• **Provided passage**:
In just over two weeks, Chris Froome will begin his audacious attempt at the Giro-Tour double. Based on his performance so far in the Tour of the Alps, he says he’s ready.
“I think that I’m in a great position considering my main objective is to be ready for the Giro. I’m on track for that. I’m happy with how I’m feeling,” said Froome after his fourth place on stage two.
Yes, he has his training dialed in and he’s excited and highly motivated. He can’t wait to kick off his Giro campaign on May 4th in Jerusalem, Israel.
If you think a Jerusalem start might be volatile, then factor in the consistent media storm over Froome as he continues to race despite his adverse analytical finding for the asthma medication salbutamol. He says he’s innocent but, based on legal precedence and scientific data, his odds of avoiding a suspension and the loss of his Vuelta a Espana title are marginal at best.
Despite the noise, Froome trains on, treating his high-profile legal case the same way he treats a steep gradient on a mountain climb — head down, eyes locked on his power meter, legs turning, oblivious to everything and everyone. It’s sort of like having your head in the sand while still pedaling a bike — quite an exceptional skill.
The steady rumor was that the Giro was able to put together an impressive appearance fee to convince Froome to race the Giro even though his top priority was winning his fifth Tour de France. Now, we wonder if Giro boss Mauro Vegni wishes he could have all that money back and skip the three weeks of doping and legal questions, the dark clouds spoiling his beautiful race.

• **Records shown**:
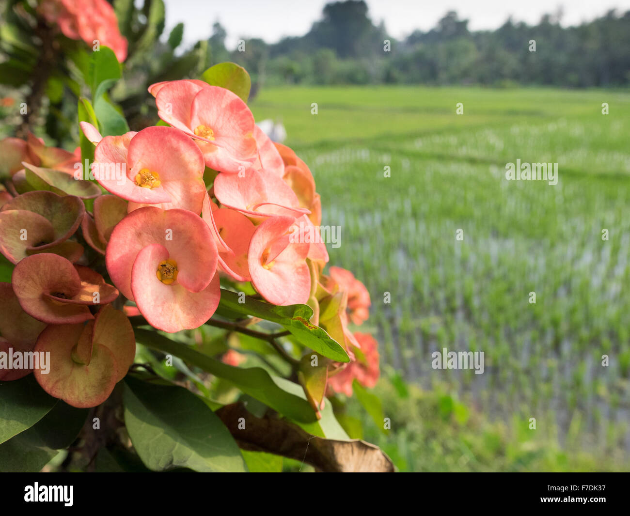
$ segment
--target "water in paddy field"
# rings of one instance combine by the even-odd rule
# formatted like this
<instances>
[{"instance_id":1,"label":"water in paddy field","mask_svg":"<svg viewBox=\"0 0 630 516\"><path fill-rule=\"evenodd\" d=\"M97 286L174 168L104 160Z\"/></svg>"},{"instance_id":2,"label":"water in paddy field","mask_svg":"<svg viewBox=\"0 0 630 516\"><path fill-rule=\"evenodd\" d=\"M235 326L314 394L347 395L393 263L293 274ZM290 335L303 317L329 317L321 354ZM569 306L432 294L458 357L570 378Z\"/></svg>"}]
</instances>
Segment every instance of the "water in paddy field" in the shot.
<instances>
[{"instance_id":1,"label":"water in paddy field","mask_svg":"<svg viewBox=\"0 0 630 516\"><path fill-rule=\"evenodd\" d=\"M579 428L582 446L612 440L630 450L630 181L580 173L580 161L592 171L593 156L568 151L574 161L564 175L559 167L556 186L506 181L501 161L524 144L517 137L532 146L544 135L484 129L399 140L389 151L303 153L327 200L323 224L343 228L331 263L365 284L365 330L408 379L425 388L447 382L492 418L556 425L561 443ZM451 159L436 156L444 146ZM630 170L626 152L604 163ZM443 348L483 351L484 373L433 369L432 353Z\"/></svg>"}]
</instances>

• **Task prompt**: Pick up the piece on Chris Froome's Giro-Tour double attempt after its final sentence and write on from there.

• **Answer to the problem**:
Froome is ready for the Giro but the question is whether the Giro is ready for Froome. Or for that matter, is the sport and its millions of fans all over the world ready for a different kind of race spectacle?
Vegni implored the UCI to rule on Froome of at least give them a guarantee that should Froome win the Giro, the rider wouldn’t lose that result in the event of a suspension. They wanted an official document for Embarrassment Protection.
As UCI president David Lappartient recently said, that’s clearly not going to happen and now the question is whether there will be a decision before the Tour de France. It appears to us that the UCI and A.S.O are working together on strategies to keep Froome out of the French grand tour.
Meanwhile, we’re headed toward an Italian farce. Froome with his salbutamol overdose, leading the ethically compromised Team Sky. Have we heard a single word from team boss David Brailsford in the last four to six months? It’s like he’s hiding in a media-proof bunker underneath London.
Froome believes he is physically and mentally ready to ride the Giro d’Italia. Ethically, we’d say he is terribly un-prepared.